Identify and copy every line of the entries below that contains the word "keys". Case counts, so match only that exact capitalization.

▸ **PROVIDED DATA**
■ ■ ■ ■

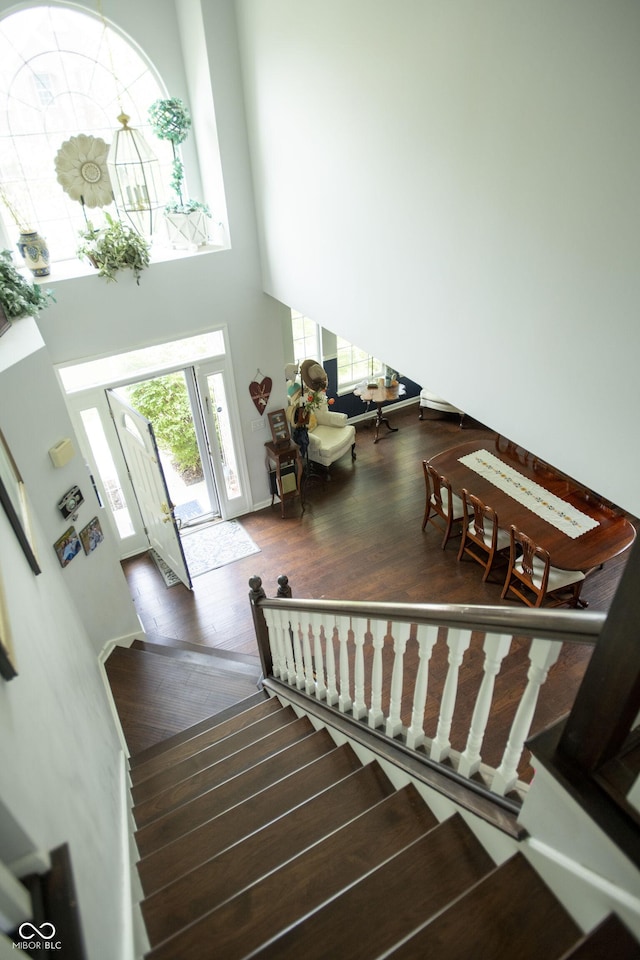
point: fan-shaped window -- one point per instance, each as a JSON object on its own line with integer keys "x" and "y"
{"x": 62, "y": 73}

■ ■ ■ ■

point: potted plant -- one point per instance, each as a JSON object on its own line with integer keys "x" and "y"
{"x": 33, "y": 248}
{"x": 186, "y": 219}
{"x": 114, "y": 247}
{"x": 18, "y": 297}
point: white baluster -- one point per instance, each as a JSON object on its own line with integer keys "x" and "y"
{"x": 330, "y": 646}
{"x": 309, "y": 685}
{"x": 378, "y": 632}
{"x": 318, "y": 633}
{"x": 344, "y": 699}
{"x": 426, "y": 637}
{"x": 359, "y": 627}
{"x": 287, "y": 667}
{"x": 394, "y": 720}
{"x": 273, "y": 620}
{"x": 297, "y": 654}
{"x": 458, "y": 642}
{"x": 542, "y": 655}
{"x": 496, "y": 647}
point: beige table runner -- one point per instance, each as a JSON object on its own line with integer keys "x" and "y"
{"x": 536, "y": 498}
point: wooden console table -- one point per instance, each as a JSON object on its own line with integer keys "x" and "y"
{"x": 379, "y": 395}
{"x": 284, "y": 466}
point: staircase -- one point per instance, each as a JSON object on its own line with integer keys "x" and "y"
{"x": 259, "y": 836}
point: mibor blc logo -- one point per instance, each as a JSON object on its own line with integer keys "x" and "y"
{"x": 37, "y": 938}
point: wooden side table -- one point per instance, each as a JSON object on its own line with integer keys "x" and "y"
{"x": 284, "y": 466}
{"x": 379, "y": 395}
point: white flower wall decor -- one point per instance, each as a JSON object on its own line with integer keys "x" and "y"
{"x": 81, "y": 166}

■ ■ ■ ■

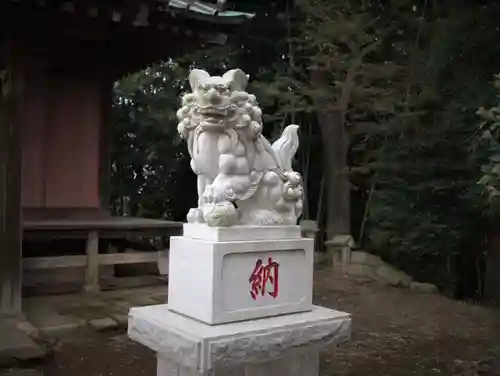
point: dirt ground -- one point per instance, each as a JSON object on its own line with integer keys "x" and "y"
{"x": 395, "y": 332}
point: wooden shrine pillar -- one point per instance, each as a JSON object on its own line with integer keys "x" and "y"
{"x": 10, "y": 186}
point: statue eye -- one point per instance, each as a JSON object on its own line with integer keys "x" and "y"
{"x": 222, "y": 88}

■ ■ ■ ■

▸ **OUTPUT BELOW**
point: fan-shaped window -- one point per instance, each as a JSON object on its own line with integer keys "x" and "y"
point: potted plant -- one point per instance, each as a JSON object on its own line with integer keys "x" and "y"
point: white baluster -- one point per instance, each as a JSON object on its own line with integer keys "x" and "y"
point: beige table runner -- one point per instance, each as a JSON object on its own line with integer keys "x" and "y"
point: wooden console table -- one point per instance, each as a JSON object on its own line with integer keys "x" and "y"
point: staircase -- one point per instance, each as a JSON object on its own line with integer keys "x" and "y"
point: mibor blc logo -- one point per instance, each as a JSON object on its own line with integer keys "x" and "y"
point: wooden side table -- one point per instance, each as a JSON object on its own line with integer keys "x" and "y"
point: white flower wall decor -- one point per instance, each as a JSON object on its own line with integer keys "x" and "y"
point: dirt ground -- one point per instance, each as a JSON object on its own line with integer keys "x" and "y"
point: wooden shrine pillar -- one point per instance, each as a JSON object on its own line with integer keys "x" and "y"
point: statue eye -- one point per instance, each as a JSON object on its own line with integer keys "x" and "y"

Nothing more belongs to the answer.